*** Opening Source extract ***
Not so fast: New York AG’s office says order for Cuomo to return millions in book profits is NOT legal

The saga of Andrew Cuomo in New York continued on Thursday.

After a near-unanimous ethics panel ordered the disgraced former governor to return $5.1 million in book profits to the state earlier this week, the state’s attorney general said ‘not so fast’ on Thursday.

In a letter to the Joint Commission on Public Ethics (JCOPE), Larry Schimmel, general counsel to Attorney General Letitia James, warned the panel that the order was illegal because the committee did not first produce a report outlining how Cuomo violated the Public Officers Law, thus requiring the payback.

“There are procedural steps that the Commission must take before the OAG’s Civil Recoveries Bureau can take any action,” Schimmel noted in an opinion letter addressed the committee’s executive director, Sanford Berland, the New York Post reported.

“Any referral to the OAG’s Civil Recoveries Bureau would need to include a Substantial Basis Investigation Report, or comparable record, related to this matter.”

The letter also said that the panel’s report would have to list findings that showed specifically how Cuomo came to be in violation of the law while also outlining the precise amounts “attributable to penalties and disgorgement.”

The panel approved the order on a vote of 12 to 1 on Tuesday directing the former governor to return profits from his book, “American Crisis: Leadership Lessons from the COVID-19 Pandemic,” to the AG’s office.

The general counsel also advised JCOPE that it has to “exhaust its own collection activity efforts concerning any funds due the State” before making a referral to the AG’s Civil Recoveries Bureau.
*** Closing Source extract ***
→ Brief: Summarize the Cuomo book profits article in two sentences.
*** Opening Data ***
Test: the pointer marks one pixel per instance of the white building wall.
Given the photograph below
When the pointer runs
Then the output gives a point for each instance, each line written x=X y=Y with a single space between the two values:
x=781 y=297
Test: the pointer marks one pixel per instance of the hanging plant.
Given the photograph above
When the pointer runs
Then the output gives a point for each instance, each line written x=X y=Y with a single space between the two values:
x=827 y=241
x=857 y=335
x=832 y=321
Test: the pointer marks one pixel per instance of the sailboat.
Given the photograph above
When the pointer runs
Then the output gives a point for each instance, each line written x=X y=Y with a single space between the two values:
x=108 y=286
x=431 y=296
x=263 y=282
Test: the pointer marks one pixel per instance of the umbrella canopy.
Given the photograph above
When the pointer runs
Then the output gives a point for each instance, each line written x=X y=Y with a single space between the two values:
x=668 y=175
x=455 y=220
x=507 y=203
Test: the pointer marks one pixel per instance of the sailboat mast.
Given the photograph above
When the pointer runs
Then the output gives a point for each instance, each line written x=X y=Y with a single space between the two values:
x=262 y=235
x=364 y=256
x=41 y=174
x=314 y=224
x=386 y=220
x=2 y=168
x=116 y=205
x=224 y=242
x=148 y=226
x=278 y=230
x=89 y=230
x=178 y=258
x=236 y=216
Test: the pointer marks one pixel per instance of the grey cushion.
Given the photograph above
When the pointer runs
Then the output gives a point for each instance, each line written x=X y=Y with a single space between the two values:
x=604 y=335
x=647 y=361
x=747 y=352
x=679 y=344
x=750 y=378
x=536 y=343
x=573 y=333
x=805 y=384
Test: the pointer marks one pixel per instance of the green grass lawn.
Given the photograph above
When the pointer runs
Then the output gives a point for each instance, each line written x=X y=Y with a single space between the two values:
*** Closing Data ***
→ Output below: After an ethics panel voted 12 to 1 to order former New York governor Andrew Cuomo to return $5.1 million in profits from his book "American Crisis: Leadership Lessons from the COVID-19 Pandemic," the state attorney general's office warned that the order was illegal. In a letter to the Joint Commission on Public Ethics, general counsel Larry Schimmel said the commission must first produce a report showing how Cuomo violated the Public Officers Law, listing findings and the amounts for penalties and disgorgement, and must exhaust its own collection efforts before referring the matter to the Civil Recoveries Bureau.